··· INFORMATION SUPPLIED ···

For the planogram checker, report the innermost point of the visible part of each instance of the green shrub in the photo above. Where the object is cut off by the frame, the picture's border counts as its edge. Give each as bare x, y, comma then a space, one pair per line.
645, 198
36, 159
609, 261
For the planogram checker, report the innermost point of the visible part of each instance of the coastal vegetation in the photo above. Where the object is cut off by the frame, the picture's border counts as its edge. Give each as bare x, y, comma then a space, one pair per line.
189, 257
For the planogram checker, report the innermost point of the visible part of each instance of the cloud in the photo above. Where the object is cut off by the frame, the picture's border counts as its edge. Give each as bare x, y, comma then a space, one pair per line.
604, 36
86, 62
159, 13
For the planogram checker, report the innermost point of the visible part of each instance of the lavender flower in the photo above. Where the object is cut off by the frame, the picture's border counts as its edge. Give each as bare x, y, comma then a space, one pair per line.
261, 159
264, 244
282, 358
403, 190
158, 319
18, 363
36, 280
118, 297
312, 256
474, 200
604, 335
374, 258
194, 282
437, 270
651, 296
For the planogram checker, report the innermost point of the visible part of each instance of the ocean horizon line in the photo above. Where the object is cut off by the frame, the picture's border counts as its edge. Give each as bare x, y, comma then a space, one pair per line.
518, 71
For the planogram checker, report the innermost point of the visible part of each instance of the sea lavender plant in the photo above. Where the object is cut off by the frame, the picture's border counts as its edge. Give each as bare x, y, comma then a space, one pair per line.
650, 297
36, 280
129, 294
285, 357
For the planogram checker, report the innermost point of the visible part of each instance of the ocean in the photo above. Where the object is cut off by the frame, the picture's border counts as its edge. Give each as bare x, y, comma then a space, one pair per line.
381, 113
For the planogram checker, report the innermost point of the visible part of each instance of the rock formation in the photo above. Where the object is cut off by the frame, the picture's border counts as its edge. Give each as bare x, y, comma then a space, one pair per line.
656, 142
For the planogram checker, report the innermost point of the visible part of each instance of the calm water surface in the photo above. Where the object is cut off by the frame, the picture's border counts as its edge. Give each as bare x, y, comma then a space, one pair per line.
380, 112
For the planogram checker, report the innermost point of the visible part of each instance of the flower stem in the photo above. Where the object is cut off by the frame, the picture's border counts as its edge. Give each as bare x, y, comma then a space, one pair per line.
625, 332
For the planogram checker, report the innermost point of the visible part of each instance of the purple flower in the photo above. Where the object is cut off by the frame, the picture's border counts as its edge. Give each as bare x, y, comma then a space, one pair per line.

···

## [THE TASK]
Update all of the rows above by changing every occurrence of "innermost point" to "most central point", and reproduce them otherwise unchanged.

## [FINISHED TASK]
For the planogram checker, report the most central point of the visible part of each instance of the green shrub in the photo above. Where the object is cut off by the frame, the picture's border counts as its edge. Give each as bare x, y, comma then a space, one pair per line.
645, 198
36, 159
609, 261
For the planogram checker, report the most central point of the visible part of each instance of the coastal vegetation in the photo above. Where the object is cut off by the frame, the picture's border counts as its edge. Give each as bare x, y, comma then a space, one pair per line.
189, 257
For the planogram checker, report the most central point of the visible part of each instance of the cloud in the photo above. Where the object is cut off by the frame, the picture's border counts as its edge. Give each as bare x, y, comma then a space, one pair per line.
604, 36
86, 62
159, 13
For the planogram checker, report the most central point of the visible part of each instance of the lavender flower in the photo above. Where the object is cut off by the frame, the picture's border counts as its edge. Give each as bare x, y, comma then a space, one pair per line.
261, 159
264, 244
282, 358
403, 190
158, 319
18, 363
36, 280
118, 297
312, 256
474, 200
604, 335
374, 258
194, 282
437, 270
651, 296
For the planogram checker, report the most central point of the visible part of each instance of the ocean horizon line in the photo above. Where the object is cut off by the frame, the picture's border counts as its edge. Give each as bare x, y, comma then a space, one pair per line.
518, 71
For the planogram checker, report the most central point of the visible part of each instance of the sea lavender plant in the photo above. Where the object is cut off by the frame, the picture's border counts as its edge. Give each as bare x, y, comma then a space, one pair per line.
650, 297
36, 280
129, 294
285, 357
For the planogram checker, report the most central point of the visible part of each instance of the ocean in the photo above. Where the object is cut off by the frame, the picture's border counts as its edge. Give each as bare x, y, comma then a space, one pair per line.
381, 113
For the planogram checker, report the most central point of the visible part of each instance of the rock formation in the photo above. Where the object is cut off by the frame, the picture's border counts as its edge. Give each as bare x, y, comma then a space, one pair per line.
656, 142
For the planogram checker, report the most central point of the visible part of each instance of the calm water surface in the photo above. Where the object is cut off by the frame, the picture's border counts as its edge. Give each as bare x, y, comma then a space, one pair per line.
380, 112
For the planogram checker, report the most central point of the visible part of each instance of the flower stem in the photo above. Where the object is cut off by the frame, the picture's border counts as its edge. Give each as bare x, y, comma then a space, one pair per line.
625, 332
For the planogram checker, report the most central point of the visible part of each instance of the purple flower in the photo above. Where the object is cut off by the frame, the picture's border counts as its edge. Give each as bare x, y, comma then a space, one pair per line.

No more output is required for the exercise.